__REQUIREMENTS__.
a. In the inspection report excerpt, what findings did the inspectors identify when they evaluated the licensee's approach to the root cause?
b. Please explain, using the inspection report excerpt, what the licensee concluded had caused the safety injection pump lube oil coolers to become fouled.

To further mitigate the event, the licensee cleaned each cooler and returned it to service until the plant was in an operational mode that no longer required operable safety injection pumps.
.3 Adequacy of the Licensee's Approach to Evaluate the Root Cause for the Degraded
Condition
a. Inspection Scope
The inspectors evaluated the licensee's initial approach to determine the root cause for the recurring fouling of the safety injection pump lube oil coolers. The inspectors interviewed plant personnel, attended meetings, and reviewed relevant corrective action program documents.
b. Findings and Observations
Introduction No findings of significance were identified.
Discussion The licensee concluded that the safety injection pump lube oil coolers were fouled by lake grass and silt accumulation at the tube pass inlets. The licensees final root cause evaluation was not completed at the conclusion of the inspection; however, the licensees initial cause determination was completed. The inspectors concluded that the licensees initial cause determination and approach for further evaluating the root cause appeared to be adequate.
.4 Impact and Safety Significance of the Degraded Condition on the Safety Injection
System and Other Service Water Cooled Safety-Related Equipment
a. Inspection Scope
The inspectors evaluated the impact and safety significance of the degraded condition (i.e., lake grass intrusion into the service water system) on the high pressure safety injection system and other service water cooled equipment by performing the following:
C interviewed plant personnel; C attended licensee meetings evaluating the extent of condition; C observed inspections performed by the licensee on several heat exchangers; C observed inspections performed by the licensee on the service water pump discharge strainers; C reviewed system design descriptions and drawings; C reviewed heat exchanger inspection and performance data; C reviewed the licensees extent of condition evaluation; and C reviewed relevant corrective action program documents.
b. Findings and Observations
Introduction No findings of significance were identified.

__RAW RECORDS__.
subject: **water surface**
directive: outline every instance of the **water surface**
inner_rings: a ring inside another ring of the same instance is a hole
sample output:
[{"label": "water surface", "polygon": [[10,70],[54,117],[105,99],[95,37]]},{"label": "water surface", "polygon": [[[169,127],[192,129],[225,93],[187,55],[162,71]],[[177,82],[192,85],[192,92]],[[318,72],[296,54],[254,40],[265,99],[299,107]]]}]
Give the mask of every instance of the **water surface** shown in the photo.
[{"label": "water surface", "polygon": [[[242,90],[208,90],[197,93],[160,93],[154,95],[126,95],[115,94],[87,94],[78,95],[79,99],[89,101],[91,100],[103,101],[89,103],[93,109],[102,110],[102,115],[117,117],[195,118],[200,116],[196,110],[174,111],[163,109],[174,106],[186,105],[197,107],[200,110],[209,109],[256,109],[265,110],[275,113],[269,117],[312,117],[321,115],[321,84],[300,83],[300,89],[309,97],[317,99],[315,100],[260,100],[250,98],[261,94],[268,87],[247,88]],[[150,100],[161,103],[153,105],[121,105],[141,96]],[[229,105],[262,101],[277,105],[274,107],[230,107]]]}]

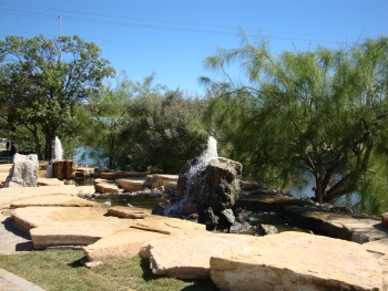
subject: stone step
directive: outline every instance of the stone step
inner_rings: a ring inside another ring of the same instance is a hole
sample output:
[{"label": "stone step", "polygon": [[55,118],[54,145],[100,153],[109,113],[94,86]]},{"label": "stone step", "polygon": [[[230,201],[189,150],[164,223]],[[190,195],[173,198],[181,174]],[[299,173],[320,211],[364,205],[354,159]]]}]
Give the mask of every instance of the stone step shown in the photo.
[{"label": "stone step", "polygon": [[25,198],[42,197],[48,195],[70,195],[76,196],[75,185],[44,186],[44,187],[22,187],[1,188],[0,209],[10,208],[11,204]]},{"label": "stone step", "polygon": [[287,231],[213,256],[221,290],[384,290],[382,269],[360,246]]},{"label": "stone step", "polygon": [[254,236],[188,232],[153,240],[142,248],[140,256],[150,258],[150,268],[154,274],[180,279],[207,279],[212,256],[243,242],[253,243],[255,240]]},{"label": "stone step", "polygon": [[330,237],[365,243],[388,238],[388,229],[380,219],[368,216],[336,214],[314,207],[283,207],[282,212],[299,225],[313,231],[319,231]]},{"label": "stone step", "polygon": [[119,218],[144,219],[151,216],[152,210],[137,207],[114,206],[108,209],[106,215]]}]

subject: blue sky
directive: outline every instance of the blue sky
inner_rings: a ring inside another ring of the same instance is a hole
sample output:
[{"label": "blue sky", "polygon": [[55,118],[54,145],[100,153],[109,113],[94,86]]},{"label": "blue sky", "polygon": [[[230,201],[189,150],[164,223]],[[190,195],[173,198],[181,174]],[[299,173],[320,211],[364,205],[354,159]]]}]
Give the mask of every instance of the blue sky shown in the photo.
[{"label": "blue sky", "polygon": [[[388,34],[386,0],[0,0],[0,39],[78,34],[95,42],[132,81],[203,94],[203,61],[218,46],[239,46],[238,29],[263,34],[274,53],[354,43]],[[237,71],[235,71],[238,74]]]}]

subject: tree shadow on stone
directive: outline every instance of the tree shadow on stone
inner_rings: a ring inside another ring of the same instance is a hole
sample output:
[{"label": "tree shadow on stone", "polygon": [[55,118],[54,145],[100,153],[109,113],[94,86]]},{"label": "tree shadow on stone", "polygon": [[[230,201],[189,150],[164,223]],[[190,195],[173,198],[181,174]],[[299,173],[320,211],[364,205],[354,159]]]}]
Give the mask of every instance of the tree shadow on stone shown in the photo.
[{"label": "tree shadow on stone", "polygon": [[[159,280],[159,279],[163,278],[163,276],[155,276],[155,274],[152,273],[152,270],[150,269],[150,260],[147,260],[147,259],[142,259],[141,263],[140,263],[140,267],[143,270],[142,278],[145,281]],[[185,291],[214,291],[214,290],[217,290],[217,289],[214,289],[215,285],[213,283],[213,281],[210,280],[210,279],[202,279],[202,280],[183,280],[183,279],[180,279],[180,280],[185,281],[185,282],[193,282],[192,285],[188,285],[188,287],[185,287],[185,288],[182,289],[182,290],[185,290]]]},{"label": "tree shadow on stone", "polygon": [[12,217],[7,217],[6,220],[2,221],[1,224],[4,226],[4,229],[12,232],[13,235],[21,237],[23,239],[31,240],[30,233],[25,233],[16,227]]}]

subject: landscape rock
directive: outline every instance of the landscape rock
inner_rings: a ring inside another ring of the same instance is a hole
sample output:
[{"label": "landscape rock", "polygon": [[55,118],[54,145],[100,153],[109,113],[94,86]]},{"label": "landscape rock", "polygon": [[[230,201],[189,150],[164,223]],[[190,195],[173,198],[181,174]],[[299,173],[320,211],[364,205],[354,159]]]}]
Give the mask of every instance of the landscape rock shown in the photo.
[{"label": "landscape rock", "polygon": [[19,229],[29,232],[32,228],[59,226],[67,221],[100,220],[106,218],[105,214],[103,207],[25,207],[16,209],[12,219]]},{"label": "landscape rock", "polygon": [[99,204],[69,195],[48,195],[43,197],[24,198],[10,205],[11,209],[29,206],[58,206],[58,207],[93,207]]},{"label": "landscape rock", "polygon": [[74,159],[55,159],[52,164],[52,176],[60,180],[75,177],[76,164]]},{"label": "landscape rock", "polygon": [[212,256],[255,240],[255,237],[244,235],[191,232],[153,240],[142,248],[140,256],[150,256],[150,268],[154,274],[205,279],[210,277]]},{"label": "landscape rock", "polygon": [[83,252],[89,261],[106,261],[118,258],[131,259],[139,256],[139,251],[144,245],[167,236],[135,228],[122,229],[88,247],[83,247]]},{"label": "landscape rock", "polygon": [[181,235],[188,232],[206,232],[205,226],[178,218],[150,216],[135,220],[131,228],[154,231],[164,235]]},{"label": "landscape rock", "polygon": [[336,214],[314,207],[283,207],[282,212],[295,222],[328,236],[365,243],[388,238],[388,229],[379,219],[368,216]]},{"label": "landscape rock", "polygon": [[358,243],[286,231],[211,258],[221,290],[382,290],[381,266]]},{"label": "landscape rock", "polygon": [[388,212],[381,215],[381,222],[386,228],[388,228]]},{"label": "landscape rock", "polygon": [[264,224],[259,224],[256,227],[256,231],[259,236],[267,236],[267,235],[277,235],[277,228],[270,225],[264,225]]},{"label": "landscape rock", "polygon": [[11,207],[12,202],[17,202],[25,198],[43,197],[48,195],[76,196],[76,194],[78,191],[74,185],[1,188],[0,189],[0,209],[8,209]]},{"label": "landscape rock", "polygon": [[151,209],[114,206],[108,209],[108,215],[120,217],[120,218],[143,219],[147,216],[151,216]]},{"label": "landscape rock", "polygon": [[88,246],[99,239],[129,228],[130,219],[103,217],[83,221],[64,221],[50,226],[37,227],[30,230],[35,250],[52,246]]},{"label": "landscape rock", "polygon": [[14,154],[13,167],[7,177],[4,187],[37,187],[39,162],[38,155]]},{"label": "landscape rock", "polygon": [[63,181],[57,178],[38,178],[38,186],[62,186]]}]

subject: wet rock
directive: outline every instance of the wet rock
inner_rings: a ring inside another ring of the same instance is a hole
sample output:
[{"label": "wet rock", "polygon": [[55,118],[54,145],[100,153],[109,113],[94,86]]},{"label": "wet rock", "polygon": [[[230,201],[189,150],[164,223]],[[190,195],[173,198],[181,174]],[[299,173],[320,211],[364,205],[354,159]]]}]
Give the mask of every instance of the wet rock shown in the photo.
[{"label": "wet rock", "polygon": [[219,218],[213,212],[213,209],[208,207],[203,211],[201,222],[206,225],[206,230],[216,230]]},{"label": "wet rock", "polygon": [[256,232],[257,232],[259,236],[277,235],[277,233],[278,233],[276,227],[270,226],[270,225],[264,225],[264,224],[259,224],[259,225],[256,227]]},{"label": "wet rock", "polygon": [[231,227],[236,221],[236,218],[234,217],[232,209],[225,209],[221,211],[219,220],[227,229],[231,229]]},{"label": "wet rock", "polygon": [[218,215],[233,208],[241,196],[242,165],[232,159],[218,157],[207,165],[201,159],[192,159],[182,168],[177,181],[177,193],[201,209],[211,207]]},{"label": "wet rock", "polygon": [[39,162],[38,155],[13,156],[13,166],[10,175],[7,177],[4,187],[37,187],[38,184]]}]

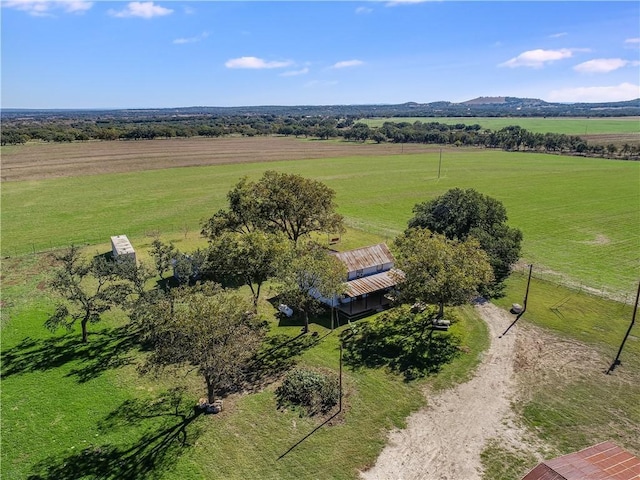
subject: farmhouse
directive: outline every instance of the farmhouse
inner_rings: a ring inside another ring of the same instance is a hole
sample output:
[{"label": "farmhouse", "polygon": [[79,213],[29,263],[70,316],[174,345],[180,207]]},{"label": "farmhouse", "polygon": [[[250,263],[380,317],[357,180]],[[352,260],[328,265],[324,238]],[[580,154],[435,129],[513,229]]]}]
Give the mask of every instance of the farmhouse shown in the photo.
[{"label": "farmhouse", "polygon": [[332,255],[347,267],[347,291],[339,299],[323,299],[325,303],[338,307],[349,316],[382,310],[389,305],[385,294],[396,286],[402,272],[394,268],[395,259],[386,244]]},{"label": "farmhouse", "polygon": [[540,463],[522,480],[633,480],[640,458],[611,442]]},{"label": "farmhouse", "polygon": [[136,251],[126,235],[115,235],[111,237],[111,253],[114,260],[131,258],[136,261]]}]

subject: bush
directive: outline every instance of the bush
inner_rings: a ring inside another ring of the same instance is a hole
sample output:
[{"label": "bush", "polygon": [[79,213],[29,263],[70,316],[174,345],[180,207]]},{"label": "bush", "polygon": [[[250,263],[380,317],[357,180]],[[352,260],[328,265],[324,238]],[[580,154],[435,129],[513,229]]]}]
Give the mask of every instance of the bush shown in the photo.
[{"label": "bush", "polygon": [[308,416],[325,414],[338,403],[338,377],[330,372],[296,368],[276,389],[278,407],[300,407]]}]

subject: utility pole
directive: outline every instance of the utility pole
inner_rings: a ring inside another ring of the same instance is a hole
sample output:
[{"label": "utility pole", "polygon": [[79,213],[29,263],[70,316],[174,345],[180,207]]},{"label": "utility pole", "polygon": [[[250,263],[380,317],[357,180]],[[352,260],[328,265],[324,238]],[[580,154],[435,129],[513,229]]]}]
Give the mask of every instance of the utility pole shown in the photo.
[{"label": "utility pole", "polygon": [[607,370],[607,375],[613,372],[613,370],[622,363],[620,362],[620,354],[622,353],[622,349],[624,348],[624,344],[627,341],[627,338],[629,338],[629,334],[631,333],[633,324],[636,322],[636,313],[638,312],[638,298],[640,298],[640,283],[638,283],[638,293],[636,294],[636,303],[633,306],[633,315],[631,316],[631,324],[629,325],[629,328],[627,329],[627,333],[625,334],[624,339],[622,340],[622,344],[620,344],[620,348],[618,349],[618,354],[616,355],[615,360],[609,367],[609,370]]},{"label": "utility pole", "polygon": [[509,325],[507,327],[507,329],[504,332],[502,332],[502,335],[500,335],[498,338],[504,337],[507,334],[507,332],[509,330],[511,330],[511,327],[513,327],[516,324],[516,322],[518,320],[520,320],[520,317],[522,315],[524,315],[524,312],[527,310],[527,298],[529,298],[529,285],[531,285],[531,271],[532,270],[533,270],[533,264],[529,265],[529,279],[527,280],[527,290],[526,290],[526,292],[524,294],[524,301],[522,302],[522,311],[518,314],[518,316],[513,321],[513,323],[511,325]]},{"label": "utility pole", "polygon": [[338,401],[338,412],[342,411],[342,342],[340,342],[340,400]]}]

__SOLUTIONS TO THE TASKS__.
a. No findings of significance were identified.

b. The licensee concluded that lake grass and silt had built up at the tube pass inlets of the coolers. That accumulation fouled them.